What you have to do = The reply must consist of the entire listing, reproduced exactly.

(Data Opens)

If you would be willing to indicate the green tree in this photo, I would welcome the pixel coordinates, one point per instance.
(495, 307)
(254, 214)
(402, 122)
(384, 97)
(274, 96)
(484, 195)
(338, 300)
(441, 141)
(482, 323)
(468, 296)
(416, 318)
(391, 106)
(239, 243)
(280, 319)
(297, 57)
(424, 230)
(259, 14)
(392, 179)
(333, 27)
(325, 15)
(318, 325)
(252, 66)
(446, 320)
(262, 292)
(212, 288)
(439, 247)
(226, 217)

(Data Closes)

Response =
If you would be willing to indicate the green tree in this photo, I would welcome the pixel coordinates, one point per instance.
(495, 307)
(254, 214)
(402, 122)
(384, 97)
(274, 96)
(484, 195)
(338, 300)
(441, 141)
(482, 323)
(468, 296)
(416, 318)
(391, 106)
(239, 243)
(280, 319)
(297, 57)
(424, 230)
(259, 14)
(392, 179)
(333, 27)
(325, 15)
(318, 325)
(252, 66)
(446, 320)
(262, 292)
(212, 288)
(439, 247)
(226, 217)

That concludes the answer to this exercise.